Karagözler, Karadeniz’e kıyısı olan Varna’ya 90 km, Şumnu’ya 50 km uzaklıktadır. Bağlı bulunduğu ilçe Vırbitsa yaklaşık 10 km doğusunda olup, Ekonomisi çoğunlukla tarım ve hayvancılığa dayanır. Sonbahar aylarında gerçekleştirilen Vırbitsa Panayırı az da olsa ekonomiye katkı yapar. Bulgar nüfusla birlikte Türkler çoğunluktadır.
Çarlar Şehri Preslav köyümüzün 40 km kuzey-doğusundadır. Preslav ya da Veliki Preslav Bulgar Krallığının ikinci başkentiydi. 893 yılında ana şehir olarak ilan edildikten sonra Bulgaristan’ın önemli önemli kültür ve edebiyat ocağı olarak gelişmişti. Haliyle Karagözler de bu gelişmeye bağlı olarak Bulgaristan’ın en gelişmiş köylerinden biri olacaktı.
kasabası ile bağlı 21 köyün bulunduğu Gerlova, alçak düzlükleri ve tarıma elverişli toprakları kapsıyordu. Dağların ortasında, nispeten küçük bir yüksek ovaydı. Gerlova alçağından geçen Kamçı Suyu, kuzeydeki Preslav Pass olarak bilinen Derbent Boğazını aşıp, eski Başkent Preslav harabeleri yanından geçtikten ve 191 km doğuya aktıktan sonra Karadeniz’e dökülürdü.

====================

Alıştırma Görevleri |
(a) Karagözler hakkındaki metne göre köy Varna'ya kaç kilometre uzaklıktadır?
(b) Karagözler ve çevresini anlatan metni son cümlesinden sonra devam ettirin.

====================

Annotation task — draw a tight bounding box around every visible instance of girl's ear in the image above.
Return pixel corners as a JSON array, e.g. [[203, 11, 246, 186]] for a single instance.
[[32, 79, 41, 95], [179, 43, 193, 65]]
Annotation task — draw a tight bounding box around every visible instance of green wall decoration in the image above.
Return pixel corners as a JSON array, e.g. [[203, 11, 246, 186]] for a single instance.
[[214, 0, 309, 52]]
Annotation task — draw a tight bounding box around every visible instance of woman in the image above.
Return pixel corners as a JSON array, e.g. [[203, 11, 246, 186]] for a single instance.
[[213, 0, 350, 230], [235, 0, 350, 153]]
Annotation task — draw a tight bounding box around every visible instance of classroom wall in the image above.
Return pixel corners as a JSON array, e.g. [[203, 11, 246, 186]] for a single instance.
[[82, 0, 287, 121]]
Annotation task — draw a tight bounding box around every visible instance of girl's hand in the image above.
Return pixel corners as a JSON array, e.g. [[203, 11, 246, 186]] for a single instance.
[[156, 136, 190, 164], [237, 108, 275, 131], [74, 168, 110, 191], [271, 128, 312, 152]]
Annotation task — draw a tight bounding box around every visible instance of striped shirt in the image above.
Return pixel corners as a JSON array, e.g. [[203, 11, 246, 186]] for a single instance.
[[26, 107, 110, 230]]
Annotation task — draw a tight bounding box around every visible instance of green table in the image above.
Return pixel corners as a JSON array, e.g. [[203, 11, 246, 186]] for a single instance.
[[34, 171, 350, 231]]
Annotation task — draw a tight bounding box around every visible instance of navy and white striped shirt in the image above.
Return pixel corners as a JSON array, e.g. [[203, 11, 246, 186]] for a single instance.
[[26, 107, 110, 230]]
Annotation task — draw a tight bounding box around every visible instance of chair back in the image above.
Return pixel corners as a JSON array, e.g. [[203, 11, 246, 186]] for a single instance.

====================

Beklenen Yanıtlar |
(a) 90 km

(b)
Günümüzde kasaba statüsünde olan Vırbitsa, dağ sırtının “geri” tarafındaki, kuzey yamacında yer aldığı için ovaya hâkim konumda olunca, bu düzlüğe “Geri-ova, Geril-ova” denmiş, sonradan Gerlova olmuştur. Geniş anlamda “Gerlova bölgesi” ise, Vırbitsa’dan 60 km kadar kuzeye devam eden ovaları kapsar ve Deliorman sınırlarıyla bütünleşir.
Verimli topraklar üzerindeydi Karagözler Köyü. Evimizin penceresinden görülen, sık ormanlarla kaplı ve heybetli dağın Sakar Balkan olduğunu öğrenmiştim Kerim dayımdan. Sakar Balkanın içinde görülmeye değer mağaralar olduğu gibi, çıplak tepe denen zirvesine çıkıldığında, Gerlova Alçağı denen bütün ovayı rahatlıkla görebileceğimizi anlatmıştı.
Dağ florası olarak bilinen bitki çeşitliliği Sakar Balkanın bilim adamları ve çevreciler tarafından ilgi odağı olduğunu öğrenmiştim sonraki yıllarda. Sakar Balkanı benimsemiş, bize ait duygusuyla yaşamıştım.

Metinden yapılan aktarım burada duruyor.